Consignes -
**1)** D'après le texte sur les Vignobles Lafoi, en quelle année les parents de Loïc se sont-ils installés sur l'exploitation ?
**2)** Réécrivez le passage du texte sur les Vignobles Lafoi allant de « Cette semaine, nous » jusqu'à « de la viticulture. » inclus, en remplaçant « la propriété familiale » par « le domaine familial ».
**3)** Poursuivez, s'il vous plaît, le texte sur les Vignobles Lafoi là où il s'arrête.

Texte fourni -

╔══

Cette semaine, nous retournons à Saint Ciers d’Abzac. Je vous amène aux Vignobles Lafoi à la rencontre de Loïc qui a repris la propriété familiale depuis 2015. Il va nous expliquer sa vision de la viticulture.
« Je n’ai pas une famille issue du monde viticole. Mes parents se sont rencontrés pendant leurs études à Bordeaux. Après avoir été diplômé, mon père a travaillé comme chef de culture et maître de chai dans différents châteaux de l’Entre-deux-Mers où il se forme au métier. Il a eu la chance de rencontrer le propriétaire de l’exploitation d’ici qui était intéressé pour mettre un jeune en tant que gérant et associé. Ils se sont installés en 1986. Quelques années plus tard, ce monsieur a vendu ses terres mais à conserver mon père en tant qu’exploitant. Ma mère est rentrée dans la société, le monsieur est parti à la retraite. Petit à petit, mes parents ont commencé à acheter des terres, planter des vignes… » Voilà le point de départ des Vignobles Lafoi.
« De 1986 à 2010, ils avaient une propriété d’à peu près 30 hectares, une moitié où ils étaient propriétaires et l’autre moitié en fermage. Entre 2008 et 2010, les vignes étant vieillissantes, ils ont décidé d’arrêter cette partie et de se recentrer uniquement sur leurs terres : environ 15 hectares. Seulement, en stoppant les fermages, ils ont perdu les bâtiments d’exploitation. Ils ont dû investir dans un bâtiment. Plusieurs questions se sont posées. Mon père était à quelques années de la retraite. Il s’est donc demandé si mon frère ou moi était intéressé pour prendre la suite. Depuis tout petit, je participais aux travaux sur l’exploitation, je voulais aller dans le monde agricole et reprendre l’exploitation familiale. J’ai donc obtenu un BTS en viticulture et œnologie puis un diplôme d’ingénieur agricole. A la fin de mes études, j’ai voyagé et mon père m’a demandé de faire un choix : soit je revenais à l’exploitation, je remplaçais le salarié qui partait à la retraite, il me formait et après je m’installais, soit je continuais à voyager, je travaillais ailleurs et quand viendrait le moment de sa retraite on voyait si ça m’intéressait de reprendre. »

╚══

Informations fournies -
╔══

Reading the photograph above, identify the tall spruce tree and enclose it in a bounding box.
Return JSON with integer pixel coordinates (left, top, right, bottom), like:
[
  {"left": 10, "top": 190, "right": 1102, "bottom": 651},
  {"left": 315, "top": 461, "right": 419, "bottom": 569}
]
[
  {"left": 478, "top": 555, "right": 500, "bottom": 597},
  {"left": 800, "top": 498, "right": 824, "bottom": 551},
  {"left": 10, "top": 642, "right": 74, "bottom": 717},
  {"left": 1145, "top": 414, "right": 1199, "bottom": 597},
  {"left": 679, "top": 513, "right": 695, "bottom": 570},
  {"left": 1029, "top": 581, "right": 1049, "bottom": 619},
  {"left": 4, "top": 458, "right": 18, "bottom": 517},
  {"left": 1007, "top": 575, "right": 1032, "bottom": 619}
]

╚══

Réponses dans l'ordre -
**1)** En 1986.

**2)**
Cette semaine, nous retournons à Saint Ciers d’Abzac. Je vous amène aux Vignobles Lafoi à la rencontre de Loïc qui a repris le domaine familial depuis 2015. Il va nous expliquer sa vision de la viticulture.

**3)**
« Il faut se rappeler qu’en 2010, Bordeaux n’allait pas très bien. Il y avait une crise économique plus un problème de commercialisation. Quand je suis rentré c’était pour apporter de nouvelles choses. J’avais la bougeotte, la Chine était en train d’exploser, l’Asie achetait de plus en plus nos vins. J’ai commencé à faire mes armes sur le grand export vers 2012-2013. Je suis parti en Chine pour essayer de commercialiser nos vins. A cette époque c’était facile, j’ai rapidement accroché des importateurs. J’ai fait des essais pour l’Amérique Latine et l’Amérique du Nord. Parallèlement, l’image de Bordeaux commençait à se détériorer avec le Bordeaux Bashing et le sujet de la pollution avec les gentils Bourguignons et les méchants Bordelais. »
« J’avais mes convictions personnelles, je n’avais pas envie de continuer dans l’agriculture conventionnelle«
Loïc
« J’avais envie d’aller plus vers l’agriculture agro-écologique. Dans la commercialisation, on pouvait trouver beaucoup de vins conventionnels avec des prix défiants toute concurrence. Au vu du coût de ma structure, je savais que je ne pourrais pas tenir les prix, une rentabilité et une marge pour vivre. Il fallait que je trouve une porte supplémentaire ! Partir sur un nouveau créneau… On voyait arriver le bio a grand pas… En 2014, dans la réflexion du projet d’installation, malgré des partenaires financiers qui ne voulaient pas en entendre parler parce que c’était une perte de production assurée, une réduction des rendements et donc une augmentation du coût de production, j’ai voulu me lancer dans le bio. » Mais on ne se lance pas dans le bio sans préparation et c’est ce que Loïc a fait : « Mon père m’a dit, tu commences juste dans la viticulture, fais des tests je veux voir. Si tu arrives à gérer, on verra un peu plus loin. En 2013, j’ai commencé avec un îlot de 2 hectares. L’année suivante, je suis passé à 5 hectares. »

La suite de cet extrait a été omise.